EXERCISE: Reproduce word for word the lines below, from the line containing "Annotate each instance of the purple" through the final line of the items, including both ends.

RECORDED INFORMATION:
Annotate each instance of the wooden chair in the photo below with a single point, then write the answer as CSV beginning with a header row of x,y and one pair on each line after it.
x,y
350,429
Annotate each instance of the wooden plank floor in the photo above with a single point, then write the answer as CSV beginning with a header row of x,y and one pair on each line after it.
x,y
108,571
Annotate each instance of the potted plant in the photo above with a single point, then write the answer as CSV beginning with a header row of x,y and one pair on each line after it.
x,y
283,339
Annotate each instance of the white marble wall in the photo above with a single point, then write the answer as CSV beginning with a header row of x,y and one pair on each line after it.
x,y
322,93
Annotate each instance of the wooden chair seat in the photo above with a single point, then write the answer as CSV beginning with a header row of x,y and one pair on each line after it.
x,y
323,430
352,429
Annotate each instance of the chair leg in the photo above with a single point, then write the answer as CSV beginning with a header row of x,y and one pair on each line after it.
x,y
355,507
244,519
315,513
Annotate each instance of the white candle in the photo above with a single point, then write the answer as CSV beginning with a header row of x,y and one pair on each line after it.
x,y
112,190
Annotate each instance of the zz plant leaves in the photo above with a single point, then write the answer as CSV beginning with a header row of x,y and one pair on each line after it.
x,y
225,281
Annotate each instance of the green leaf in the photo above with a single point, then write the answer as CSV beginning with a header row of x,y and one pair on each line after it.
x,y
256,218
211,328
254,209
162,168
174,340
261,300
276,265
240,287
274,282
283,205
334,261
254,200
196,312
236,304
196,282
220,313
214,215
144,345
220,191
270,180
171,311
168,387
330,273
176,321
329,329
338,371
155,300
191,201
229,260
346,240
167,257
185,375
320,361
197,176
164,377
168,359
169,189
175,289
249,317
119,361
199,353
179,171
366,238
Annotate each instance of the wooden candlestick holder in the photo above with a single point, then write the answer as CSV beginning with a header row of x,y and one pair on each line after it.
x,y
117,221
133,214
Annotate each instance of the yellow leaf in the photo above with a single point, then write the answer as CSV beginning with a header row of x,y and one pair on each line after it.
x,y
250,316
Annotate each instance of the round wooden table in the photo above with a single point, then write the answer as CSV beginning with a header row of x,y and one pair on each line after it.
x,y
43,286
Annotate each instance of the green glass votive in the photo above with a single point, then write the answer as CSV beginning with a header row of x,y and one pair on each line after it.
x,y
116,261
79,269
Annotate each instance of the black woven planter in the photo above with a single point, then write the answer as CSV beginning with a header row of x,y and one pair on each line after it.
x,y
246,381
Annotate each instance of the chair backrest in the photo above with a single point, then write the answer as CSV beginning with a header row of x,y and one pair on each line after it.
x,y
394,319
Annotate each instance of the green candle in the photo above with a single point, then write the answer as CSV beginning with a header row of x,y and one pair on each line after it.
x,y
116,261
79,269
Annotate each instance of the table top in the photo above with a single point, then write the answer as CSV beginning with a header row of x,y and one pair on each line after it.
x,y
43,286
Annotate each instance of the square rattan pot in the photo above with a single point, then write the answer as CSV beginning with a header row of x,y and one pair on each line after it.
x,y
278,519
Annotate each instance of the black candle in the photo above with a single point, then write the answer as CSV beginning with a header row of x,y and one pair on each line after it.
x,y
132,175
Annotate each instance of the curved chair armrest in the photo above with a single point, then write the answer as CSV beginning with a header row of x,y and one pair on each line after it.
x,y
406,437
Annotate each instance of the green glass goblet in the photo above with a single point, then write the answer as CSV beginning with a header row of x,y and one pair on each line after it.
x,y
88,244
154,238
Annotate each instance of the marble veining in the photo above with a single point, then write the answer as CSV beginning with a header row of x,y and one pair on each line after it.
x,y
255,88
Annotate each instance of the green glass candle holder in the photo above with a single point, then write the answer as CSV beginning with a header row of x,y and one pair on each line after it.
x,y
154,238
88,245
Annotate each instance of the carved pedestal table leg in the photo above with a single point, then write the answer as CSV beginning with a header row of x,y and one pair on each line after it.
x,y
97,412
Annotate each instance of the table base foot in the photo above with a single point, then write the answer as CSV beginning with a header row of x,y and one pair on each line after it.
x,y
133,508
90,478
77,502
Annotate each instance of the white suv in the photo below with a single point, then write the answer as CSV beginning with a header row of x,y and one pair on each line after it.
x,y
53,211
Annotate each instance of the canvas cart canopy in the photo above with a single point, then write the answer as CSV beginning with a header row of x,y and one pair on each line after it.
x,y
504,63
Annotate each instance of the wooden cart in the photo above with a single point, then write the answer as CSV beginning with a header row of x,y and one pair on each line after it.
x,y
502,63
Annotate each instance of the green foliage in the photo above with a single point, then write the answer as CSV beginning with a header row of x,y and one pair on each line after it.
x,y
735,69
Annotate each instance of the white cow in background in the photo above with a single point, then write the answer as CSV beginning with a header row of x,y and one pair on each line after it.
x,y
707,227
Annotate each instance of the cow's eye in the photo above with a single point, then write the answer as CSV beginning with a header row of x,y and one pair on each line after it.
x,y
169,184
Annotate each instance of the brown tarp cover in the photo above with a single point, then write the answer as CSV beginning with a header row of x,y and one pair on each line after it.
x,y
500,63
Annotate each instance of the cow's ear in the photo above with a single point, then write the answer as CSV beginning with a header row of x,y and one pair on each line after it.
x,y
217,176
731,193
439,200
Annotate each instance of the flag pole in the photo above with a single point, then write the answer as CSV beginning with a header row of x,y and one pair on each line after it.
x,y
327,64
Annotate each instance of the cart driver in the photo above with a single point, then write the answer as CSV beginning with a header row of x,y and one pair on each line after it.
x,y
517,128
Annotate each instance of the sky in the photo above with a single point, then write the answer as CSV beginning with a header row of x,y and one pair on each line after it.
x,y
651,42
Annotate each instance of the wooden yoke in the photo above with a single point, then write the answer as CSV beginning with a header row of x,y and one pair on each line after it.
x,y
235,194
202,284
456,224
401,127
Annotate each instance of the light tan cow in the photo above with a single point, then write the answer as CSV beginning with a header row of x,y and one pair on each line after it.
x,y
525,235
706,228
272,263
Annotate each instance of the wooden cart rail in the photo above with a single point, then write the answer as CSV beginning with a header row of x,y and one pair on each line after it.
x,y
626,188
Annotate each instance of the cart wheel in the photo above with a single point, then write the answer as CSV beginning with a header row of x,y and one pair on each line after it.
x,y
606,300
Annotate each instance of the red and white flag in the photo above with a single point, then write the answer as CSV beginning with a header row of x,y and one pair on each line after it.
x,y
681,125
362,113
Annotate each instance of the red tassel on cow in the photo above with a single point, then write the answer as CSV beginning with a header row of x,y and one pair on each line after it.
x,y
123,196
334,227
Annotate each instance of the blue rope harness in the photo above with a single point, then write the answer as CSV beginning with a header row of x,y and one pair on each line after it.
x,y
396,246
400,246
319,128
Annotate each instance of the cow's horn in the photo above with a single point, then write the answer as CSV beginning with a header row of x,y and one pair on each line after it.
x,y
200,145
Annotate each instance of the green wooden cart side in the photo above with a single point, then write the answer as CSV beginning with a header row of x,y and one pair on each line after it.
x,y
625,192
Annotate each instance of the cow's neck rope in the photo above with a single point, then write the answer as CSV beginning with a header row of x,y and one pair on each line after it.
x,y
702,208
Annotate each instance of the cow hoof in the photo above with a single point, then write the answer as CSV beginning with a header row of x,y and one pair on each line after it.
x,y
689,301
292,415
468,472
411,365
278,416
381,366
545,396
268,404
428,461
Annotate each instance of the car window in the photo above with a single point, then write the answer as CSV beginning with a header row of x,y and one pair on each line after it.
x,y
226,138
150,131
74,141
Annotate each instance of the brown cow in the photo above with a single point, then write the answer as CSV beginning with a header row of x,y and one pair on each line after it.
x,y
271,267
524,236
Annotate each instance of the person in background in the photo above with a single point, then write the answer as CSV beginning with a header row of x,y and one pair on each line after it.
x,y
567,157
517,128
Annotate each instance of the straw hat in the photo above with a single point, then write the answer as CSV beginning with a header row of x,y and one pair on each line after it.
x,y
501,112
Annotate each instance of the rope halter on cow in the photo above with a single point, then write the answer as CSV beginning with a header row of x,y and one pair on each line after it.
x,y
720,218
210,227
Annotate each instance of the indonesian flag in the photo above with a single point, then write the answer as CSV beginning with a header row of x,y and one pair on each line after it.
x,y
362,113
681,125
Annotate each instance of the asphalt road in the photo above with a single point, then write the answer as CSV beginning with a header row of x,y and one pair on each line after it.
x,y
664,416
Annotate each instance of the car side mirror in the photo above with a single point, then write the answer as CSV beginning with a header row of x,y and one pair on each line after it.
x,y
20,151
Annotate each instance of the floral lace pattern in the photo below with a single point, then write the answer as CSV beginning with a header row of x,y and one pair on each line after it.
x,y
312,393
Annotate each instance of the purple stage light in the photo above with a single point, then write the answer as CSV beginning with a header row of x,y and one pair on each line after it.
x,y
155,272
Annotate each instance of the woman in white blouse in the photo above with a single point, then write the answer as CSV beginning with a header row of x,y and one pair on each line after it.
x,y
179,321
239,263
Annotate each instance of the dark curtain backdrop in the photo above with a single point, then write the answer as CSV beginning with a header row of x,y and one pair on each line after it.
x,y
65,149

EXPECTED ANSWER:
Annotate each instance of the purple stage light in the photo above with a single point, then write the answer as CSV beginning with a header row of x,y and one pair on each line after it.
x,y
155,272
Annotate each instance of the woman in white blouse in the photo above with a single point, then write the answer as CSV beginning with a header row of x,y and one pair on each line after it.
x,y
179,321
239,263
Annotate each instance of the dark curtain backdrop in the photo above with a single point, then write the answer as CSV beginning with a header row of x,y and one pair on each line after it.
x,y
65,149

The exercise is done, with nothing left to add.